**Passage provided**.
--------

Having been part of multiple decisions to evaluate and/or change ESPs, I’m surprised how often there is a bad fit between the client and vendor they end up going with.
A bad fit is the biggest reason for a sender and ESP duo bombing on stage. So how can we avoid that?
Are they forcing you to do things their way?
One of my favorite (and obscure) Brady Bunch episodes is called “Adios Johnny Bravo”, where Greg gets to be a rock star because he “fits the suit.”
The same thing happens in email. It might be that an ESP can only accept data in a certain way. Or that they have very limited reporting. Or that they’ll throttle you when it suits them. – ESP’s want you to do things their way, not yours.
Can they deliver to your fans?
It’s critical to align yourself with a company that knows how to handle your email traffic. In fact, it’s the biggest difference between success and failure with your chosen ESP.
For example, some ESP’s are fantastic at handling publishers who rely on single opt-in signups, while others really struggle with that sort of traffic. Generally, it’s a symptom of how fully they staff their deliverability team and how well they manage your IP pool.
The bigger the ESP, the LESS likely they are going to have deliverability teams that can give you personal attention. I’ve seen companies move from smaller, more niche players to large self-service players (in order to chase cost savings), then have their inbox rates drop through the floor.
I’ve worked with ESP’s who want to jam millions of records per day through 1-2 IPs, then hit a wall when we had a “bad” delivery day.
If you rely on 3rd party traffic (via affiliates, co reg, etc) or have extremely high growth rates, you really need to dig into your new ESP’s deliverability capabilities. Managing IP’s is hard and deliverability is a reasonably thankless task. So make sure that you dig in deep if you’ve experienced any sort of deliverability issues in the past.
What kind of management do you want to work with?
One of the biggest causes of “bad fit” is misalignment between the vendor and the companies who prospects need to work with.

--------

**Study questions**.
a: In the post on choosing an email service provider, what is named as the biggest reason a sender and ESP pairing fails?
b: Output the part of the post on choosing an email service provider that opens with the words containing "One of my favorite" and closes with "way, not yours.".
c: Go on with the post on choosing an email service provider from the point where it stops.
These records have no connection to the post on choosing an email service provider.

**Referring expression data**.
--------

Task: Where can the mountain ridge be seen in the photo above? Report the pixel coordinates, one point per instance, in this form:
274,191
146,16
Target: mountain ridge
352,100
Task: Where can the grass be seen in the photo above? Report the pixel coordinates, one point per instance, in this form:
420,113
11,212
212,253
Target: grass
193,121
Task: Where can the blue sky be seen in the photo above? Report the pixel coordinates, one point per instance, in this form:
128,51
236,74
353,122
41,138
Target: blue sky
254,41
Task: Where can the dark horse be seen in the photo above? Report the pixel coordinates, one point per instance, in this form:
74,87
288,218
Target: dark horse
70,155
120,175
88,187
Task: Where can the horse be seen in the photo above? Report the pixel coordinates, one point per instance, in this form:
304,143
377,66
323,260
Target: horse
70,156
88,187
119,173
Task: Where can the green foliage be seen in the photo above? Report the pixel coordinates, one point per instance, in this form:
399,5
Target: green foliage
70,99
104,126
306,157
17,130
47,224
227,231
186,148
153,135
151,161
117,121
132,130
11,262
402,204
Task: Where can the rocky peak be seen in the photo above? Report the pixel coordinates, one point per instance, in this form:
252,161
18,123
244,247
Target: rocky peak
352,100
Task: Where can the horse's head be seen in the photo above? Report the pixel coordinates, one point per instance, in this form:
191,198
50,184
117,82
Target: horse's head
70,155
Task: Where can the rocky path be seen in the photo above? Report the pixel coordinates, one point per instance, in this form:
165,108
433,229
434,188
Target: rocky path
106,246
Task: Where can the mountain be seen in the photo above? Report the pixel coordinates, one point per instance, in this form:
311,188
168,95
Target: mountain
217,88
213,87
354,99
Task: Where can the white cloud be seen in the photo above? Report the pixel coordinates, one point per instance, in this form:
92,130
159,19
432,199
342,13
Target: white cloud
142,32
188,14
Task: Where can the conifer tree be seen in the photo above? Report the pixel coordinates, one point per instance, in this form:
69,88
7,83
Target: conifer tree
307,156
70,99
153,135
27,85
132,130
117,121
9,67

--------

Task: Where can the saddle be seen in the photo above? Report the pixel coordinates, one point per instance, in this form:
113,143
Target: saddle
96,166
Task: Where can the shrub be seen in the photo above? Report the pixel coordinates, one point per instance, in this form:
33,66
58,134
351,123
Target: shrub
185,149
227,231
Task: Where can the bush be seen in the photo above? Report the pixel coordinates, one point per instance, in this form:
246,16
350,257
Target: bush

--------

**Responses to the exercise**.
a: A bad fit between the sender and the ESP.

b:
One of my favorite (and obscure) Brady Bunch episodes is called “Adios Johnny Bravo”, where Greg gets to be a rock star because he “fits the suit.”
The same thing happens in email. It might be that an ESP can only accept data in a certain way. Or that they have very limited reporting. Or that they’ll throttle you when it suits them. – ESP’s want you to do things their way, not yours.

c:
Some companies are young, aggressive, constantly innovating and upgrading their platform. Sound great, right? However the majority of eCommerce 1000 businesses prefer partners that move slower. That have a pre-announced release schedule. That have an army of third-party partners who will integrate their systems to the vendors. Or will constantly send people to their office.
Each of those situations are a disaster for a company that selects the “go go” company. They may be enthralled by cutting-edge technology and constant innovation but – by not understanding what types of companies are right for their companies – they end up making bad choices.
How big of a star do you want to be?
Some companies REALLY want to be a big fish in a small pond – they want their voice to be a key driver of where the company goes and that – as a result – their service is awesome and their product requests get worked on first.
Others want to make sure they’re walking down a path that’s been well worn by other companies. They are inherently risk-averse and want to see lots of proof about “how other people have done it.” Most people live somewhere in-between – they don’t want to be the biggest fish, but they also want great support. Which leads to the next question –
What matters more – a famous name or results?
There are certain companies that you’ll rarely get fired for choosing. They are sometimes difficult to use, expensive to integrate and are not going to give you the best return on your marketing dollar…but they will be a “safe” choice. The truism “you never get fired for buying IBM” is also true in martech.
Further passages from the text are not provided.